(Point-per-instance localization data)
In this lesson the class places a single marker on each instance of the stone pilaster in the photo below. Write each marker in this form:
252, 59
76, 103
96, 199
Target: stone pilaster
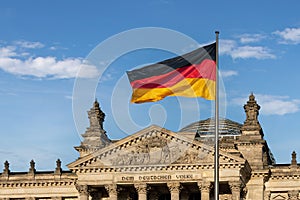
56, 198
83, 191
32, 168
174, 189
141, 190
112, 190
184, 195
154, 195
95, 194
235, 190
267, 195
293, 195
204, 187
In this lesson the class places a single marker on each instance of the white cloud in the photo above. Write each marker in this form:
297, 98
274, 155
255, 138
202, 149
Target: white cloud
231, 48
228, 73
19, 63
250, 38
48, 67
273, 104
257, 52
8, 51
289, 35
29, 45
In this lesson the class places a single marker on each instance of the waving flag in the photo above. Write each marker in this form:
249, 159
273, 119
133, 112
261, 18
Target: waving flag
190, 75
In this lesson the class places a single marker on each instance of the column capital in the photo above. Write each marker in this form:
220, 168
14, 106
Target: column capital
82, 189
204, 186
141, 188
267, 195
174, 186
112, 189
235, 185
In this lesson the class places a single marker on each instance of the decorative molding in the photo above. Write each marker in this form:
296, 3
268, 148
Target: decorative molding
82, 189
141, 188
112, 189
174, 187
293, 194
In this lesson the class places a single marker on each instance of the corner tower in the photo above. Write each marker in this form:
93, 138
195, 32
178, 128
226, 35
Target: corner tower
251, 143
95, 136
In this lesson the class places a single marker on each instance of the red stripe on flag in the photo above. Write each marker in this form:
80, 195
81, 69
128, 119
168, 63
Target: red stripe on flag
206, 69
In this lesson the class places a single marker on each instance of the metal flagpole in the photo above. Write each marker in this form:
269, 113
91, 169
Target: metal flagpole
216, 159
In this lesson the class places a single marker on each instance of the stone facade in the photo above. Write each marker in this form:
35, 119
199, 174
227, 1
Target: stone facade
158, 164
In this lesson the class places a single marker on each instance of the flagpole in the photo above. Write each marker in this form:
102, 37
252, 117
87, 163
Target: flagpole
216, 158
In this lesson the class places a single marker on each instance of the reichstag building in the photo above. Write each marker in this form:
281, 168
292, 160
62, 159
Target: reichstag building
158, 164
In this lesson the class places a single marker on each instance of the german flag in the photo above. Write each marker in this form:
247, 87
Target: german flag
190, 75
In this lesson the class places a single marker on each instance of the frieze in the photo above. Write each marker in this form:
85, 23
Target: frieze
157, 177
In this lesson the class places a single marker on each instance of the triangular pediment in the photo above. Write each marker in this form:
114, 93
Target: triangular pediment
154, 146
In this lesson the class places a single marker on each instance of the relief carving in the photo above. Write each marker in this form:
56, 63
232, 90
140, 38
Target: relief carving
155, 150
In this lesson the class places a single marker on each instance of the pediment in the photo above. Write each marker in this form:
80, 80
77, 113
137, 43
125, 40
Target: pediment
154, 146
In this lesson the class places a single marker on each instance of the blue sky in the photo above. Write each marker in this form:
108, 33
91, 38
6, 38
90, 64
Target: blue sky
43, 45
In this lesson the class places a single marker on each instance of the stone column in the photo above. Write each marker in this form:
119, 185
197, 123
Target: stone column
142, 191
112, 191
174, 189
184, 195
267, 195
235, 190
95, 194
56, 198
293, 195
83, 191
153, 195
204, 188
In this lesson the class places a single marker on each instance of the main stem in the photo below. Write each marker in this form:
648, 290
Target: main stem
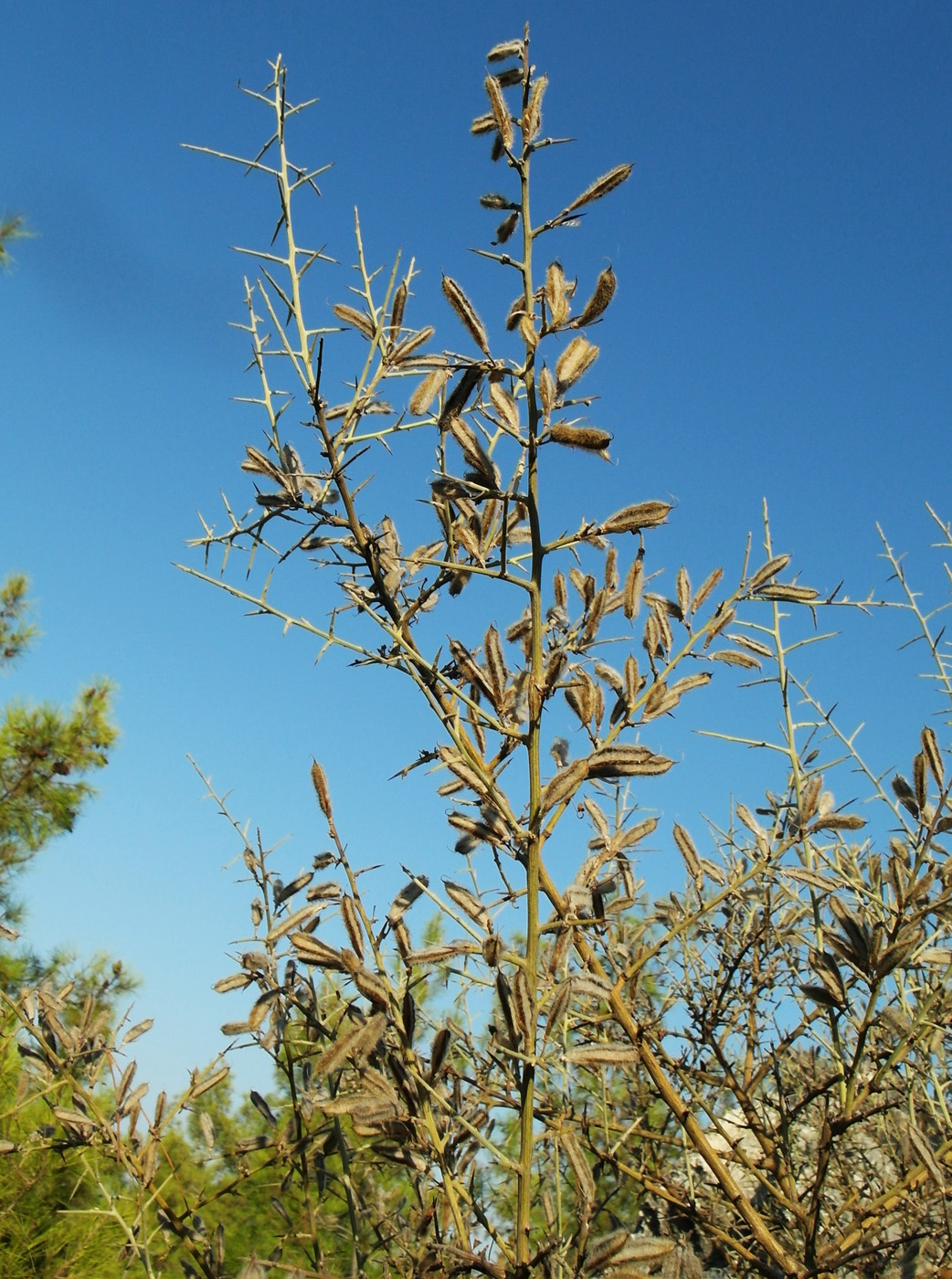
534, 733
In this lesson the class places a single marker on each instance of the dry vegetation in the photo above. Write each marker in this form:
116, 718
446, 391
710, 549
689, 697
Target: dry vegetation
558, 1077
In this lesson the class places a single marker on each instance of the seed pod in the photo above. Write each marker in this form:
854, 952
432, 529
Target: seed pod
788, 591
352, 923
428, 390
516, 312
320, 786
546, 392
408, 345
599, 301
406, 897
767, 571
563, 786
632, 520
686, 847
505, 227
467, 313
492, 200
633, 586
627, 761
356, 320
533, 115
505, 406
399, 302
575, 360
705, 588
501, 112
470, 904
591, 439
507, 48
600, 187
932, 752
555, 296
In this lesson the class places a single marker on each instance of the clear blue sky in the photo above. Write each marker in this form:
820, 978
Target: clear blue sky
781, 330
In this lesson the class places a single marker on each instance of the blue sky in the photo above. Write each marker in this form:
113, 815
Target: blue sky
781, 330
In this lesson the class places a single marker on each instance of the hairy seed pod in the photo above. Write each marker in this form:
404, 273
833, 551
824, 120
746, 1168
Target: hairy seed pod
428, 390
590, 439
492, 200
632, 520
467, 312
533, 115
399, 302
507, 48
555, 296
505, 227
546, 392
578, 355
601, 187
516, 312
356, 320
501, 112
599, 301
504, 406
320, 786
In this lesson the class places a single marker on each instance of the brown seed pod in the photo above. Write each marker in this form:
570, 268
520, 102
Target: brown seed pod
505, 227
578, 355
599, 301
356, 320
555, 296
591, 439
320, 786
399, 302
501, 112
600, 187
467, 313
405, 349
632, 520
428, 390
507, 48
504, 406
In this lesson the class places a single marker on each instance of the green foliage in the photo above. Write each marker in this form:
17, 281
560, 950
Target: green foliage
12, 227
45, 754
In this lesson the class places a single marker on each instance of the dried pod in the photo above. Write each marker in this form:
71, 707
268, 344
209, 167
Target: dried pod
320, 786
533, 115
555, 296
467, 313
516, 312
565, 784
428, 390
504, 406
599, 301
632, 520
767, 571
492, 200
633, 586
600, 187
406, 897
501, 114
591, 439
406, 348
575, 360
505, 227
356, 320
507, 48
399, 302
932, 752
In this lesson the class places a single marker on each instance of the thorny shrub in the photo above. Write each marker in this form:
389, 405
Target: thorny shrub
750, 1074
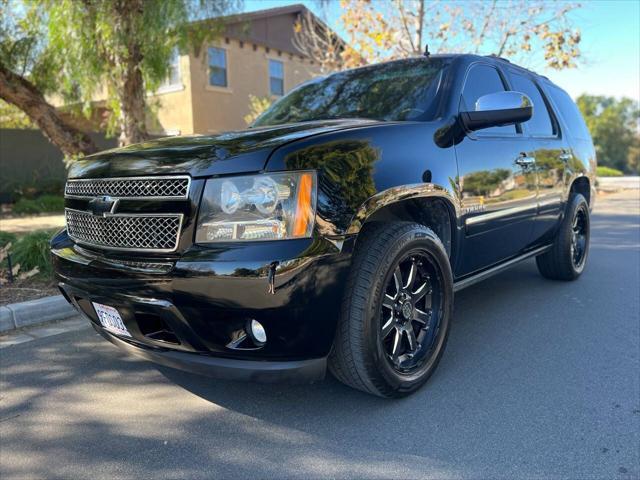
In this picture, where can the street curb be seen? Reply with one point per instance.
(34, 312)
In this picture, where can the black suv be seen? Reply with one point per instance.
(334, 231)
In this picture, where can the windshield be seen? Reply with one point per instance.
(400, 90)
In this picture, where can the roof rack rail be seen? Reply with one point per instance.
(493, 55)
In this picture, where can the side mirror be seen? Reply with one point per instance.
(498, 109)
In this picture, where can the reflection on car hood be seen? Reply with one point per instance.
(232, 152)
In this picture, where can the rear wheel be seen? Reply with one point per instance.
(396, 312)
(568, 255)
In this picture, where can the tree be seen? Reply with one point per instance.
(519, 29)
(74, 49)
(257, 105)
(125, 46)
(315, 39)
(614, 128)
(27, 73)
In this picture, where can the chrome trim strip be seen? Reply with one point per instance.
(120, 179)
(478, 277)
(556, 200)
(498, 214)
(180, 216)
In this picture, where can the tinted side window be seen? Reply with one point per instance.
(540, 123)
(481, 80)
(570, 113)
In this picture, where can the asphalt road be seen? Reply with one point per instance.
(540, 379)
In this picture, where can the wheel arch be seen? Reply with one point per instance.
(426, 204)
(583, 186)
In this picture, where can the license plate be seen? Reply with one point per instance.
(111, 319)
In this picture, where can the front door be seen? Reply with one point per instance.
(497, 180)
(551, 152)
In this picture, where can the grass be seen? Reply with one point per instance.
(32, 250)
(608, 172)
(6, 237)
(42, 204)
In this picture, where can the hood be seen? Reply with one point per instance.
(233, 152)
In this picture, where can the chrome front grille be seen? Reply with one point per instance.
(130, 232)
(174, 187)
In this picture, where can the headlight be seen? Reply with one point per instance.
(257, 207)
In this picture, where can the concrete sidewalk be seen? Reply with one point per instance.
(29, 224)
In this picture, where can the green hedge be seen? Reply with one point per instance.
(43, 204)
(32, 250)
(608, 172)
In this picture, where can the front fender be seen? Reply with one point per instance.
(363, 169)
(400, 194)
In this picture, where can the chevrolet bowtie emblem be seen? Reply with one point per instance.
(103, 206)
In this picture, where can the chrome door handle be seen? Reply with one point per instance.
(525, 161)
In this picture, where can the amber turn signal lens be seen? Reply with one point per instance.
(303, 205)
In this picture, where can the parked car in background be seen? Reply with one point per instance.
(335, 231)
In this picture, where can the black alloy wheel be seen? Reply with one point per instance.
(397, 310)
(411, 311)
(567, 257)
(579, 234)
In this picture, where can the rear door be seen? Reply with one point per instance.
(497, 182)
(549, 148)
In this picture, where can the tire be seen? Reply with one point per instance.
(561, 262)
(367, 354)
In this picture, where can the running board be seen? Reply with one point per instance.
(478, 277)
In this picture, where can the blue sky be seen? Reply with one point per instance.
(610, 43)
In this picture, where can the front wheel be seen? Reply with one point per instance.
(396, 312)
(568, 256)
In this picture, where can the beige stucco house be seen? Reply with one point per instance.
(209, 92)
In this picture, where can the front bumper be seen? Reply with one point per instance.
(292, 371)
(186, 312)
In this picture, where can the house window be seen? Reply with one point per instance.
(173, 77)
(217, 67)
(276, 77)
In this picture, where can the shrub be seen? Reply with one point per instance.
(608, 172)
(32, 250)
(6, 237)
(42, 204)
(26, 206)
(51, 203)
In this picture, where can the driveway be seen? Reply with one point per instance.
(540, 379)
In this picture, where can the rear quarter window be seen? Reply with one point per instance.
(569, 112)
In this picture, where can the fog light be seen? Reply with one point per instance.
(257, 332)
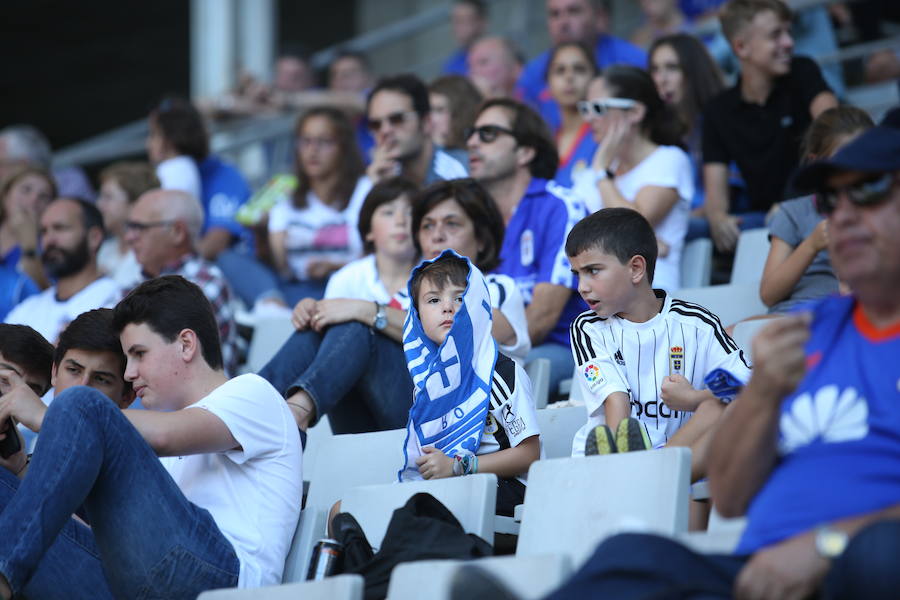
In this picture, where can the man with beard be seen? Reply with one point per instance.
(71, 233)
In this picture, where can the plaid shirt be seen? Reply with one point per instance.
(211, 280)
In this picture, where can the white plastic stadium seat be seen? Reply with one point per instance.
(750, 256)
(343, 462)
(558, 426)
(573, 504)
(538, 371)
(269, 335)
(696, 263)
(471, 500)
(528, 577)
(731, 303)
(339, 587)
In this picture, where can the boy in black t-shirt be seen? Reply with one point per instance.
(758, 123)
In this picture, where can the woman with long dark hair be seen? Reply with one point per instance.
(639, 163)
(312, 233)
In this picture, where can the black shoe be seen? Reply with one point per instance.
(600, 440)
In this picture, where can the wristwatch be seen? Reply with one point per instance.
(380, 320)
(830, 542)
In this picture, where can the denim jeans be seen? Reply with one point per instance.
(641, 566)
(146, 539)
(354, 375)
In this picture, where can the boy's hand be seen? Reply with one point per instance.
(779, 360)
(434, 464)
(302, 315)
(20, 401)
(678, 393)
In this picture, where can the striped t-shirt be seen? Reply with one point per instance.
(617, 355)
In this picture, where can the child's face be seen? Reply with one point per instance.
(766, 43)
(605, 284)
(390, 230)
(438, 307)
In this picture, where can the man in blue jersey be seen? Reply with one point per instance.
(810, 450)
(585, 21)
(513, 155)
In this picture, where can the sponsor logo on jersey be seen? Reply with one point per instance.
(526, 247)
(676, 360)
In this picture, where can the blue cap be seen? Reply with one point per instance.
(876, 150)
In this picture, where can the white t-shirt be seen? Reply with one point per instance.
(179, 173)
(359, 280)
(124, 269)
(616, 355)
(318, 231)
(667, 166)
(49, 316)
(253, 493)
(511, 417)
(507, 298)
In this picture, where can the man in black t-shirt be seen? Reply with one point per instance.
(759, 122)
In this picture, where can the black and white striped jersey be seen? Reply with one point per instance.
(511, 415)
(616, 355)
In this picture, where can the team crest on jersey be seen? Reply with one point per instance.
(526, 247)
(593, 375)
(676, 360)
(491, 427)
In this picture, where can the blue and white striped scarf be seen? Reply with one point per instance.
(451, 383)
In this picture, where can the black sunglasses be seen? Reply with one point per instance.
(866, 193)
(488, 133)
(395, 119)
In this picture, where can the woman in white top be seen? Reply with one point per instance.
(639, 163)
(346, 358)
(461, 215)
(176, 146)
(121, 184)
(313, 233)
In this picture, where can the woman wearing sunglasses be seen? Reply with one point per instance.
(569, 72)
(639, 163)
(798, 268)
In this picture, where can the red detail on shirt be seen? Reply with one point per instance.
(584, 130)
(870, 331)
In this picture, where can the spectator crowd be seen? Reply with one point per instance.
(431, 241)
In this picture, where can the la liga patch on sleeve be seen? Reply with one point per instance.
(593, 376)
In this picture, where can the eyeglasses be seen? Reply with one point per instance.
(142, 227)
(488, 133)
(866, 193)
(394, 119)
(597, 108)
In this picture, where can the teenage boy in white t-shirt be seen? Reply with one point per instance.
(201, 491)
(643, 358)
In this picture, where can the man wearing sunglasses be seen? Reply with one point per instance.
(163, 229)
(512, 154)
(398, 113)
(71, 233)
(810, 449)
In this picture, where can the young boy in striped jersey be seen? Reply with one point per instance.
(643, 358)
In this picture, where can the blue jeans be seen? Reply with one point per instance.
(354, 375)
(641, 566)
(146, 539)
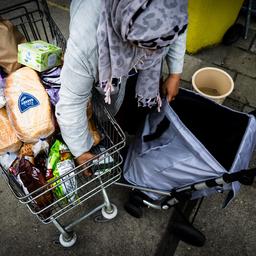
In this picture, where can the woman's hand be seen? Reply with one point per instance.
(171, 86)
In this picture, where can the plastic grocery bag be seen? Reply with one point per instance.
(8, 139)
(28, 106)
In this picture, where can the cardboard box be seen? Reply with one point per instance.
(39, 55)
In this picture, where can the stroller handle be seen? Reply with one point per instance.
(245, 177)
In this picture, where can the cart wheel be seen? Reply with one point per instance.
(68, 243)
(188, 234)
(133, 210)
(136, 199)
(109, 215)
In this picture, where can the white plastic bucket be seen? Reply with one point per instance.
(213, 83)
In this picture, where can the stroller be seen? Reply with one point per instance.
(193, 148)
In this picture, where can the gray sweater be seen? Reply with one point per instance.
(80, 73)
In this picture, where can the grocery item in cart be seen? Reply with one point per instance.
(10, 38)
(39, 55)
(60, 162)
(51, 78)
(8, 139)
(2, 85)
(40, 152)
(31, 179)
(91, 125)
(28, 105)
(7, 159)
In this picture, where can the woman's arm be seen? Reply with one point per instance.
(175, 61)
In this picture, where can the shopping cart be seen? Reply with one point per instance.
(34, 21)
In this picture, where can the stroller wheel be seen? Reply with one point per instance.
(188, 234)
(133, 210)
(136, 197)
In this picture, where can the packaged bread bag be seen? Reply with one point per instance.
(8, 139)
(28, 105)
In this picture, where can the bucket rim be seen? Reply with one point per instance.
(215, 69)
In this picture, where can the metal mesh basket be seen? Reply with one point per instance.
(104, 171)
(33, 19)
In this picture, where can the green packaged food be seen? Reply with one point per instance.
(39, 55)
(60, 164)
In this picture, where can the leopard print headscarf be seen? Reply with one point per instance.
(133, 36)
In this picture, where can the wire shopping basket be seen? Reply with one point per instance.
(34, 21)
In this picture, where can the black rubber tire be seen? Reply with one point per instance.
(188, 234)
(133, 210)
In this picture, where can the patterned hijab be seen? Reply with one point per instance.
(133, 36)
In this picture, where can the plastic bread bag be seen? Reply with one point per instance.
(7, 159)
(30, 179)
(28, 106)
(8, 139)
(60, 162)
(53, 94)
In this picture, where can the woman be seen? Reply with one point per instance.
(110, 40)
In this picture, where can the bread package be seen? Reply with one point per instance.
(8, 139)
(28, 105)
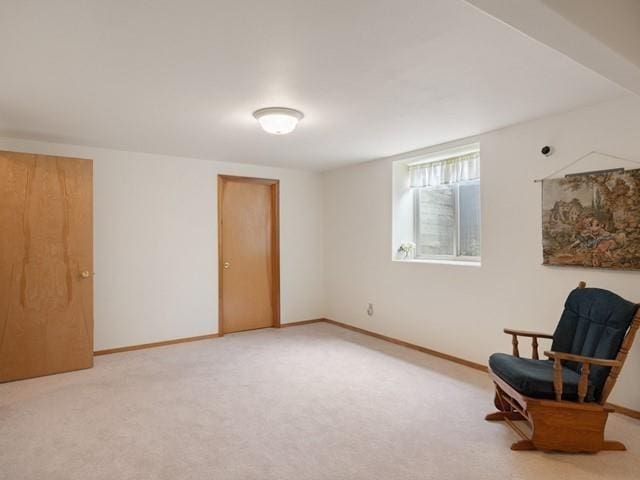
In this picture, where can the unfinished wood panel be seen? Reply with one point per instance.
(248, 253)
(46, 265)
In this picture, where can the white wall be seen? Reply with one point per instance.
(155, 242)
(461, 310)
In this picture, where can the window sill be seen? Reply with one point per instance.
(462, 263)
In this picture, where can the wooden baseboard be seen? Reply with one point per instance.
(155, 344)
(303, 322)
(452, 358)
(435, 353)
(629, 412)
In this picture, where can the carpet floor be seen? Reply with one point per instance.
(308, 402)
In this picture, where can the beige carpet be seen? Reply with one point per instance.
(308, 402)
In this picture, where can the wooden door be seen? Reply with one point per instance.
(249, 278)
(46, 265)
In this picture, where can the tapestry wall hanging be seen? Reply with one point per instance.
(592, 220)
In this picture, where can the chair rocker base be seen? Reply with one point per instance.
(562, 426)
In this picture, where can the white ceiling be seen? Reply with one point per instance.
(374, 78)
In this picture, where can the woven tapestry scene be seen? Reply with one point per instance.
(592, 220)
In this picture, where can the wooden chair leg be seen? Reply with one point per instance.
(498, 416)
(523, 445)
(613, 445)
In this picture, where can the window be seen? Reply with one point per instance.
(446, 207)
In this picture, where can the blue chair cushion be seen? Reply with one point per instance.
(534, 378)
(593, 324)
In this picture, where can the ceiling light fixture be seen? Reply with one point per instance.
(278, 120)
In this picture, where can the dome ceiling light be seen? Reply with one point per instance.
(278, 120)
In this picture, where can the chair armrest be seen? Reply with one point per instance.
(523, 333)
(582, 359)
(583, 384)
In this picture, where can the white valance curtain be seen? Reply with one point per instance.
(445, 172)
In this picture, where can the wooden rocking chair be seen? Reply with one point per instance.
(563, 398)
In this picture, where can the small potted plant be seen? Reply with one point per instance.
(406, 249)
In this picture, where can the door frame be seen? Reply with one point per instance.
(275, 244)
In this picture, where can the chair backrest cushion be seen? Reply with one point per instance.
(593, 324)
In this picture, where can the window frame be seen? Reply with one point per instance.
(456, 233)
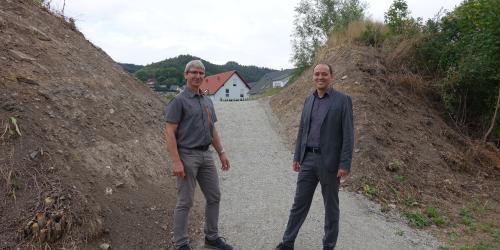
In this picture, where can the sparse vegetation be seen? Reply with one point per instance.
(314, 23)
(436, 217)
(417, 219)
(370, 191)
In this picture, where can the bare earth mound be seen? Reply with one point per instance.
(405, 153)
(82, 159)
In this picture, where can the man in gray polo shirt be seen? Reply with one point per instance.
(189, 131)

▶ _Task objective_
A single figure is required: the number of lines above in which the string "below" appears.

▶ _Answer box_
2